**Выбранный отрывок:**
>>>>>

Одна из глав книги Марины Завады и Юрия Куликова «Белла. Встречи вослед.»
Евгений Евтушенко — о Белле Ахмадулиной: По-настоящему она любила только меня и Булата Окуджаву.
Авторы:
Марина ЗАВАДА.
Юрий КУЛИКОВ.
Так сошлось, что в канун 80-летия со дня рождения Беллы Ахмадулиной из американской Талсы поступило печальное известие о смерти Евгения Евтушенко. Два громких имени снова неотвратимо пересеклись.
На вопросы о первой жене, про которую спустя годы написал (будто с Богом сравнил): «так выглядел лишь Борис Пастернак», Евтушенко захотел ответить нам письменно. И хотя мы были знакомы лет двадцать пять, никакие аргументы типа «это выбивается из формата» не возымели действия. «Знаете, какая у меня профессия?» — привел контраргумент. «Наверное, поэт в России — больше, чем поэт». Он не уловил досады и произнес миролюбиво: «Писатель. Так что давайте вопросы. Мой e-mail у вас есть. Или хотите — занесите на дачу». Ладно. Не отказываться же. Как-нибудь разберемся с форматом. А вот обойтись без Евтушенко в книге о Белле Ахмадулиной — в этом было бы что-то неправильное.

<<<<<

**Задания к тексту:**
1 - Перескажите короче абзац отрывка, который начинается словами «На вопросы о первой жене», и сохраните его основные факты.
2 - Выведите из отрывка фрагмент между словами "Так сошлось, что" и "бы что-то неправильное." включительно.

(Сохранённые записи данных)
>>>>>

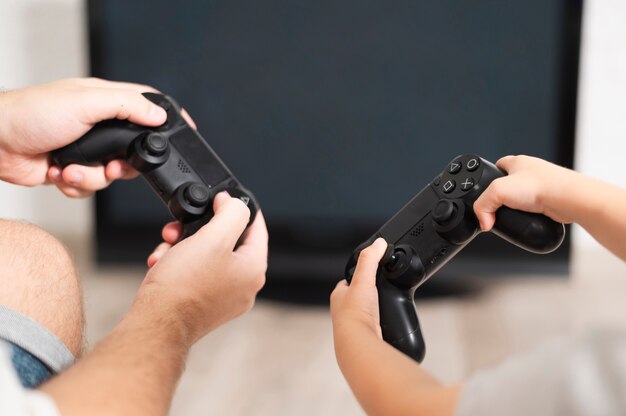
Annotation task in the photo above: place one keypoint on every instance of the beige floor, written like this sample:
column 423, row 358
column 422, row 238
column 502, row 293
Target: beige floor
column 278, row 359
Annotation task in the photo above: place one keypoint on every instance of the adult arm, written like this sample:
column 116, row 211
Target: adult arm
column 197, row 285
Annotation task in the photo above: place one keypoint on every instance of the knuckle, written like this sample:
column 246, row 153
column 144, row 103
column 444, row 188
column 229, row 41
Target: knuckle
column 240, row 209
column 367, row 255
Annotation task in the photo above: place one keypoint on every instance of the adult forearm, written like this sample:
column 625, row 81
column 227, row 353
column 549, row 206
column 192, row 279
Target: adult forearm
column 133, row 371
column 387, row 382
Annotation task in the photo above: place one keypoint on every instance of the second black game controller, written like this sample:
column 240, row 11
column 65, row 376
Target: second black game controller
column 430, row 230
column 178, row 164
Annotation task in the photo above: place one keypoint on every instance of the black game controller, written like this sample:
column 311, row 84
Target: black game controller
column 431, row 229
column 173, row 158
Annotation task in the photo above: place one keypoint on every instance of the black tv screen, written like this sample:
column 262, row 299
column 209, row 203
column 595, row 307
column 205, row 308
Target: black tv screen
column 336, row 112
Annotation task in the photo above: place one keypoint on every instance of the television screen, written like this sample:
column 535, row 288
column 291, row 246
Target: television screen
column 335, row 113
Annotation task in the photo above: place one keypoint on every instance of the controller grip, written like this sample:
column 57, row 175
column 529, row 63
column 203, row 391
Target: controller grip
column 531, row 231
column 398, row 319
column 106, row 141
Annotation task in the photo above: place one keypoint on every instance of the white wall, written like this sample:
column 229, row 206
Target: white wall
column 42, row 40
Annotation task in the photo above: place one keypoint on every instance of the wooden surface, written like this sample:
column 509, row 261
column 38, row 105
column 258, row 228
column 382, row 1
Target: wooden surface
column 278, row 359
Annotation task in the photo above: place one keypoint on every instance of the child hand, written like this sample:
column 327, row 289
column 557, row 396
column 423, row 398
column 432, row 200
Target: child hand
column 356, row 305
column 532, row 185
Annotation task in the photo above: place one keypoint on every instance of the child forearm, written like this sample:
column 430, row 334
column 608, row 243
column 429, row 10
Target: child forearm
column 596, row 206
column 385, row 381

<<<<<

**Ответы к заданиям:**
1 - Евтушенко решил ответить на вопросы о первой жене письменно. Спустя годы он написал о ней: «так выглядел лишь Борис Пастернак». Авторы были знакомы с ним лет двадцать пять и возражали, что это выбивается из формата. Он не уступил и сослался на свою профессию писателя. Вопросы он предложил прислать по e-mail или занести на дачу. Авторы согласились, потому что обойтись без Евтушенко в книге о Белле Ахмадулиной было бы неправильно.

2 -
Так сошлось, что в канун 80-летия со дня рождения Беллы Ахмадулиной из американской Талсы поступило печальное известие о смерти Евгения Евтушенко. Два громких имени снова неотвратимо пересеклись.
На вопросы о первой жене, про которую спустя годы написал (будто с Богом сравнил): «так выглядел лишь Борис Пастернак», Евтушенко захотел ответить нам письменно. И хотя мы были знакомы лет двадцать пять, никакие аргументы типа «это выбивается из формата» не возымели действия. «Знаете, какая у меня профессия?» — привел контраргумент. «Наверное, поэт в России — больше, чем поэт». Он не уловил досады и произнес миролюбиво: «Писатель. Так что давайте вопросы. Мой e-mail у вас есть. Или хотите — занесите на дачу». Ладно. Не отказываться же. Как-нибудь разберемся с форматом. А вот обойтись без Евтушенко в книге о Белле Ахмадулиной — в этом было бы что-то неправильное.